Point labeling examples
----------------

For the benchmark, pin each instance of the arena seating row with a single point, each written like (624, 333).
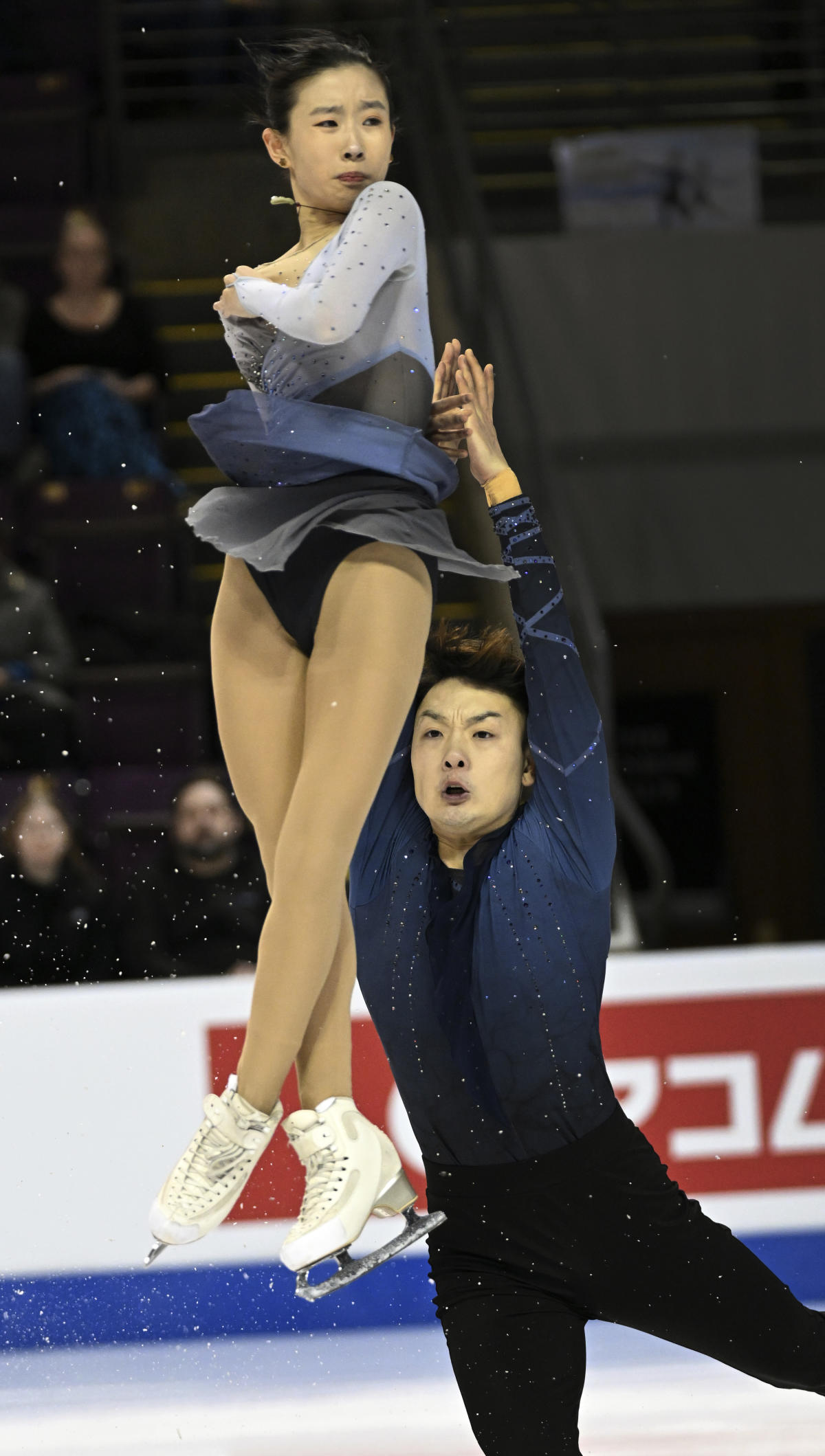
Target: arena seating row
(120, 811)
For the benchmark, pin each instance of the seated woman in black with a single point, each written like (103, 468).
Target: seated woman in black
(94, 364)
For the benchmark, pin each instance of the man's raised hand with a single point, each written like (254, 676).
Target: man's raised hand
(477, 388)
(445, 427)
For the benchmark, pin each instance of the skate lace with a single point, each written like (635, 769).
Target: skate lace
(216, 1156)
(325, 1174)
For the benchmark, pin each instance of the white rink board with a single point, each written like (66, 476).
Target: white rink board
(102, 1088)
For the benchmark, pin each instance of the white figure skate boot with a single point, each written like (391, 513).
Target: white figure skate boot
(352, 1172)
(210, 1177)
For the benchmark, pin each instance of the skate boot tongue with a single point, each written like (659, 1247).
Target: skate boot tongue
(308, 1134)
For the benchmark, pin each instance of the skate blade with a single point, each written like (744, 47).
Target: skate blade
(350, 1268)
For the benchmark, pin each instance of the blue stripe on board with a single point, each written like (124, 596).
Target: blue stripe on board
(91, 1310)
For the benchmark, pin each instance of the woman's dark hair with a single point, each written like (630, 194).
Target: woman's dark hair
(283, 67)
(487, 658)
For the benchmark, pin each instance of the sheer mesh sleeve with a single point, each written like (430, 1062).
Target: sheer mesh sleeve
(248, 341)
(571, 809)
(382, 236)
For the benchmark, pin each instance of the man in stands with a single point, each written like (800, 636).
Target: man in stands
(199, 910)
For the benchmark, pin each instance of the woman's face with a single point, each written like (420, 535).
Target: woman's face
(41, 840)
(83, 258)
(338, 137)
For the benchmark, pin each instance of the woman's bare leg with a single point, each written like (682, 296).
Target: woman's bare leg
(324, 1063)
(368, 656)
(260, 677)
(258, 682)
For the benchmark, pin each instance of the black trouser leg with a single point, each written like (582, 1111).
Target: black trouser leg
(661, 1266)
(519, 1363)
(531, 1251)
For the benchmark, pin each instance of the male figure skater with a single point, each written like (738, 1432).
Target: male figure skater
(480, 895)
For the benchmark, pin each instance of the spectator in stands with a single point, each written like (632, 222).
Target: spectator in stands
(95, 366)
(56, 923)
(200, 909)
(37, 715)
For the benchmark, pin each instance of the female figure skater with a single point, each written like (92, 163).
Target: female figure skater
(331, 542)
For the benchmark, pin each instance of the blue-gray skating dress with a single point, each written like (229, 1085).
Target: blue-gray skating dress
(342, 376)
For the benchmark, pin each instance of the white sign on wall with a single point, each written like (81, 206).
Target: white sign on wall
(680, 178)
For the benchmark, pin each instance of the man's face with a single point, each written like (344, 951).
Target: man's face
(206, 823)
(470, 763)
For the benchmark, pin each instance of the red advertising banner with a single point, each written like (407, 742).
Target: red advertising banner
(729, 1090)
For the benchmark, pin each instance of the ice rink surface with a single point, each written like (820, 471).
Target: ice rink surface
(373, 1392)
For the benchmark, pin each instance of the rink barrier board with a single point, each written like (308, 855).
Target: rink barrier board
(206, 1303)
(718, 1055)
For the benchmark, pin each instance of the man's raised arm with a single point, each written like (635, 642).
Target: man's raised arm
(571, 811)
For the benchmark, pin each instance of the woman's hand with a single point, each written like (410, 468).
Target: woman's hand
(445, 427)
(229, 303)
(476, 385)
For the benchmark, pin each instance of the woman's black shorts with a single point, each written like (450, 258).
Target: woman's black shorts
(296, 593)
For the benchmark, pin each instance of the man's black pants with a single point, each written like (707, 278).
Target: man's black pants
(595, 1231)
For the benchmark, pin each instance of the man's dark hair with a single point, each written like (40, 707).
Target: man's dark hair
(282, 69)
(487, 658)
(203, 776)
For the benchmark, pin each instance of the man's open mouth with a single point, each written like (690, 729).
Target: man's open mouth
(455, 792)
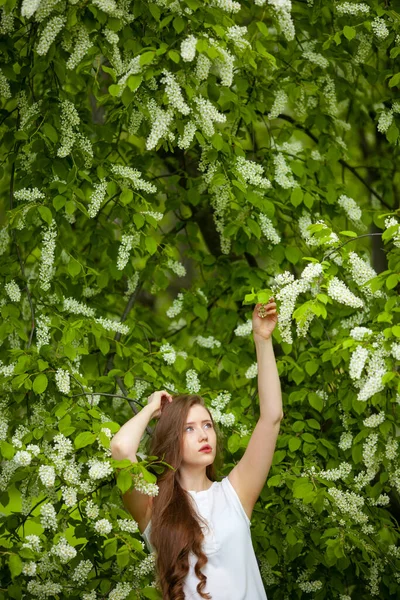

----------------

Identify every line in the listing above that contains the string "lace", and copy each of those lines.

For the benchmark, pin each instance of the skate lace with a single point, each written like (635, 769).
Target: skate lace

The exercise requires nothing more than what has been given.